> **Set task A**
Translate this sentence from the Patriots-Texans article into Spanish: "That game marked a turning point for the Texans."
> **Set task B**
Rewrite the Patriots-Texans article from "AFC South: Danny" to "the Patriots game.", swapping "letterman jackets" for "varsity jackets".
> **Set task C**
List the receivers that Reiss names in the Patriots-Texans article as joining Gronkowski and Vereen in the pass-catching corps.

> **Source excerpt**
===============
AFC South: Danny Amendola

Double Coverage: Patriots at Texans

November, 29, 2013
Andre Johnson and Chandler JonesUSA Today SportsAndre Johnson, left, and the Texans hope to surprise Chandler Jones and the Patriots.
HOUSTON -- The last time the Houston Texans faced the New England Patriots during the regular season, Houston was 11-1 and the hottest team in the league. To celebrate their youthful camaraderie, they ordered letterman jackets, the kind high school teams wear, and the jackets happened to come in right before the Patriots game.

That game marked a turning point for the Texans.

The timing of the jackets had nothing to do with the opponent; former Texans Connor Barwin and Shaun Cody were simply trying to create a tradition. That they lost so badly just after unveiling them turned the jackets into a punch line.

The Patriots won 42-14, and the Texans finished their season having lost three of their last four games. That meant losing the home-field advantage that seemed theirs before that game and led to another meeting with the Patriots in the divisional round of the playoffs. New England won again, 41-28.

It was a lesson for the Texans in what it takes to be a great team.

Heading into this season, many thought the Texans were positioned to be one of the top teams in the NFL. The Patriots seemed poised for a down year, by their standards, but here we are in Week 13 and they sit in their usual spot atop the AFC East. Texans reporter Tania Ganguli and Patriots reporter Mike Reiss discuss the matchup.

Ganguli: Mike, how has the loss of so many of his top targets from last season impacted Patriots quarterback Tom Brady?

Reiss: We saw it impact Brady more significantly through the first eight games. But things have started to click the past two games, and it’s no coincidence that it coincides with tight end Rob Gronkowski's reaching a new level of comfort since his return Oct. 20, and running back Shane Vereen's coming off the injured reserve list. With those two joining receivers Aaron Dobson, Julian Edelman, Danny Amendola and Kenbrell Thompkins, the pass-catching corps has been as stocked as we’ve seen all season.

I know it’s been a down year for the Texans, but is J.J. Watt still creating havoc? Is that defense still tough?

Ganguli: Watt is still creating havoc. He has 9.5 sacks, three forced fumbles and four passes defensed. He is someone opposing offenses must track on every play. The Texans' defense has played well, but it has holes. On Sunday, the Jaguars had success with the matchup of receiver Cecil Shorts against cornerback Brandon Harris in the slot. Injuries to middle linebacker Brian Cushing and strong safety Danieal Manning have been particularly damaging. The Texans have statistically been much better with Cushing than without him since he was drafted. Their attempt to add some mental toughness with Ed Reed didn’t work as they had hoped, so two young players are starting at safety -- Shiloh Keo at free safety and D.J. Swearinger at strong safety. Swearinger is the Texans’ rookie second-round pick. He will be really good, but right now he’s learning a lot about playing at this level. They haven’t allowed a lot of yards, but have allowed too many points and not created enough turnovers.

Speaking of turnovers, as I watched Sunday night’s Patriots game against the Broncos, it seemed every time I looked up the Patriots had either committed or forced a turnover. What did you make of that? Was it an aberration?
===============
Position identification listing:
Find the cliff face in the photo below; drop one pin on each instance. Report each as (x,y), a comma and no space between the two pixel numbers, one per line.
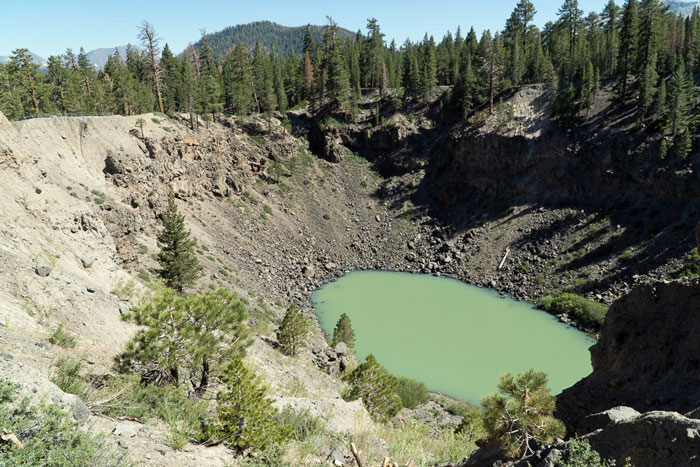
(524,156)
(647,358)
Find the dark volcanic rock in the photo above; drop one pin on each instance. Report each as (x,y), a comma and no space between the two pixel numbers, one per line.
(647,358)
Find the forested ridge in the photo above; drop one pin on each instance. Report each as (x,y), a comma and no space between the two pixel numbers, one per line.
(647,54)
(284,39)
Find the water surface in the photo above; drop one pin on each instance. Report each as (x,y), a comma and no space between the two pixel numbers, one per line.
(454,337)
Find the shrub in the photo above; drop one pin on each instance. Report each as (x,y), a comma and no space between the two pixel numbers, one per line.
(66,375)
(415,444)
(581,454)
(412,392)
(376,387)
(291,334)
(49,436)
(179,267)
(247,419)
(62,338)
(691,265)
(343,332)
(127,396)
(585,311)
(124,290)
(272,456)
(187,338)
(302,423)
(520,417)
(472,424)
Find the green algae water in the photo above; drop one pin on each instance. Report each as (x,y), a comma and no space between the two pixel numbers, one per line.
(456,338)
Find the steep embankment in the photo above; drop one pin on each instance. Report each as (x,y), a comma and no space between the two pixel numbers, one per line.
(647,358)
(80,197)
(594,210)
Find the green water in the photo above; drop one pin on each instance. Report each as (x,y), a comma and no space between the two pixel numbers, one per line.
(454,337)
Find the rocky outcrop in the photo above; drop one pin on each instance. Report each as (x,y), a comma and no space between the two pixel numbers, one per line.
(529,158)
(647,440)
(325,141)
(647,358)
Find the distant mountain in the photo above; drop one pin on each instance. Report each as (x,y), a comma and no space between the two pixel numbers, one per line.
(35,58)
(683,8)
(98,57)
(286,39)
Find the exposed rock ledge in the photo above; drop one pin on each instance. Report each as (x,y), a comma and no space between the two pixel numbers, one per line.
(647,358)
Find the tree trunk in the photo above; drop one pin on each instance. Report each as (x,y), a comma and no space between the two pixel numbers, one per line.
(32,91)
(491,66)
(204,381)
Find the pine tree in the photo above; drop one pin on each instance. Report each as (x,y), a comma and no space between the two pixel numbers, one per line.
(647,86)
(589,86)
(189,83)
(173,96)
(376,387)
(209,82)
(650,12)
(24,74)
(520,417)
(678,97)
(308,78)
(610,19)
(187,339)
(150,41)
(247,419)
(683,144)
(237,78)
(570,17)
(628,43)
(291,334)
(343,332)
(179,267)
(337,82)
(428,76)
(659,107)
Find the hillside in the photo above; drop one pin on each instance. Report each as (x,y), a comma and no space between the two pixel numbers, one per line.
(683,8)
(84,194)
(35,59)
(285,39)
(98,57)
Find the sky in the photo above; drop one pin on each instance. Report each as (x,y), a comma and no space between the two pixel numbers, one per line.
(49,27)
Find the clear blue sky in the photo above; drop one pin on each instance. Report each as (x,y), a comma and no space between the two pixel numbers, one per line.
(48,27)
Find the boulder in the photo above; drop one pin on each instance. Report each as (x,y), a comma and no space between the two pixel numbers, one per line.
(647,357)
(43,271)
(81,412)
(340,416)
(601,420)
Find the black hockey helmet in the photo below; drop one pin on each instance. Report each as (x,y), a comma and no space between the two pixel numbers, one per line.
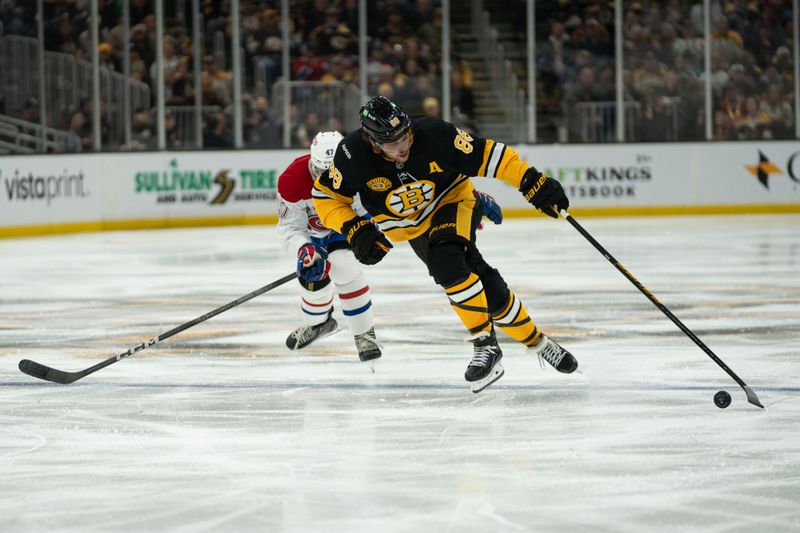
(383,120)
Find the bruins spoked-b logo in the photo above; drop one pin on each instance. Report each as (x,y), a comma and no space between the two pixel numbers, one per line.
(410,198)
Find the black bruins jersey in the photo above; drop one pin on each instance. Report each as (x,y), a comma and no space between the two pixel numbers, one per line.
(402,197)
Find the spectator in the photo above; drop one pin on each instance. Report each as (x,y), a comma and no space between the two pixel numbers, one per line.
(752,123)
(430,107)
(779,111)
(463,98)
(143,137)
(74,142)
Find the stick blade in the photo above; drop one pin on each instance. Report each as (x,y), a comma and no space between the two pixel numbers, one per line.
(40,371)
(751,396)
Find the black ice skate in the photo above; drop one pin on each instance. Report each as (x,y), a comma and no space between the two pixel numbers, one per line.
(485,367)
(367,344)
(305,335)
(553,353)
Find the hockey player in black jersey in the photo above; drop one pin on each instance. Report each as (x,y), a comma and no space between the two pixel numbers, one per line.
(413,177)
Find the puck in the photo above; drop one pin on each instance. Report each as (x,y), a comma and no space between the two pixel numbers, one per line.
(722,399)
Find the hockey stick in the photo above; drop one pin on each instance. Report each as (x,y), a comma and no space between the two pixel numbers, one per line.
(32,368)
(751,396)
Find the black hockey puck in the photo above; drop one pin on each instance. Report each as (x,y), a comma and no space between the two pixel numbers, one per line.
(722,399)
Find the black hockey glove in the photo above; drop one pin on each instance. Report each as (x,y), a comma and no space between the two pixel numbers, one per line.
(369,244)
(545,194)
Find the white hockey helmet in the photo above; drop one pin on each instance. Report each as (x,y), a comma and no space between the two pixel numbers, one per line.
(322,149)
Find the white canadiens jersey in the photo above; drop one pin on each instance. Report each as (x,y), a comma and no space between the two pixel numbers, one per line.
(297,217)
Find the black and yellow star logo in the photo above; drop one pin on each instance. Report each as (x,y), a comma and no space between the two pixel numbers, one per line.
(764,168)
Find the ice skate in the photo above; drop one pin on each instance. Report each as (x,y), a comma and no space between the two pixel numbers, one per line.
(549,350)
(368,347)
(305,335)
(485,367)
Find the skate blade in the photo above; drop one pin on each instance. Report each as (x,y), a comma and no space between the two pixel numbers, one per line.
(497,373)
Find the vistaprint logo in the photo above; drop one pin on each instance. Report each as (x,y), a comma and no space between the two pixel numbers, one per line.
(216,187)
(22,186)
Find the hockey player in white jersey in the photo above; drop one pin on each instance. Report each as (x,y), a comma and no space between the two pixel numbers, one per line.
(325,263)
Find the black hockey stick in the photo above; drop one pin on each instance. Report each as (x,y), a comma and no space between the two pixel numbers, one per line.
(751,396)
(32,368)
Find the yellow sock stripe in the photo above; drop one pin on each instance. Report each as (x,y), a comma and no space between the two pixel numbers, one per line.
(468,300)
(513,314)
(516,322)
(486,326)
(502,314)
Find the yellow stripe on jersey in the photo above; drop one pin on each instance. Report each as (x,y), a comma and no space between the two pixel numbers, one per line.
(464,217)
(487,151)
(511,167)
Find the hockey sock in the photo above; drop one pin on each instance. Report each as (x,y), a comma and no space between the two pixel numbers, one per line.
(515,322)
(356,304)
(316,305)
(468,300)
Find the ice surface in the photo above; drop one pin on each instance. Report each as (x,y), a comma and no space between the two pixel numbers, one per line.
(221,428)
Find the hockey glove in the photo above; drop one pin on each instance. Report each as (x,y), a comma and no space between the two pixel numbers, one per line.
(369,244)
(545,194)
(489,207)
(312,263)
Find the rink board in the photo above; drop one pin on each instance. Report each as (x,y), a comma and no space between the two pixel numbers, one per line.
(66,193)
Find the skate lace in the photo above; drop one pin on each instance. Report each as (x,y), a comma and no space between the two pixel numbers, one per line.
(482,355)
(551,353)
(367,341)
(304,334)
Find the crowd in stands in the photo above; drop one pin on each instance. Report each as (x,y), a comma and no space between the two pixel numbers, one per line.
(663,64)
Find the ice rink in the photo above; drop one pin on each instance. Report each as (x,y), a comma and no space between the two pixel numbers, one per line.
(222,428)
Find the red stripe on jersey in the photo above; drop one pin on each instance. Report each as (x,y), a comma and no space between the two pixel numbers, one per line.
(295,183)
(317,305)
(354,294)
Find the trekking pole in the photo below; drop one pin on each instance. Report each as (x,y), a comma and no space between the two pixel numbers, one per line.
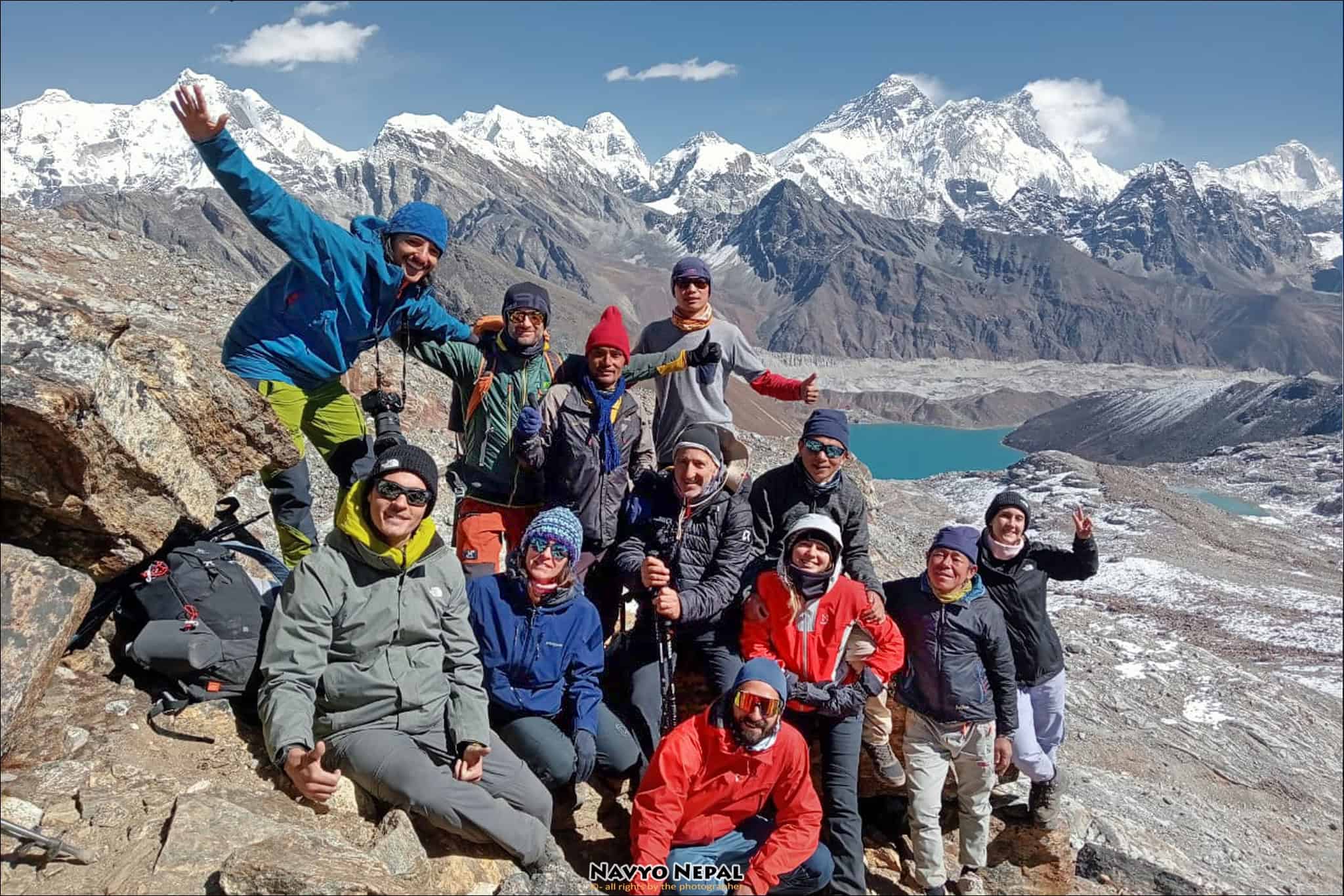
===============
> **Problem solution A**
Ese partido marcó un punto de inflexión para los Texans.

> **Problem solution B**
AFC South: Danny Amendola

Double Coverage: Patriots at Texans

November, 29, 2013
Andre Johnson and Chandler JonesUSA Today SportsAndre Johnson, left, and the Texans hope to surprise Chandler Jones and the Patriots.
HOUSTON -- The last time the Houston Texans faced the New England Patriots during the regular season, Houston was 11-1 and the hottest team in the league. To celebrate their youthful camaraderie, they ordered varsity jackets, the kind high school teams wear, and the jackets happened to come in right before the Patriots game.

> **Problem solution C**
Aaron Dobson, Julian Edelman, Danny Amendola, Kenbrell Thompkins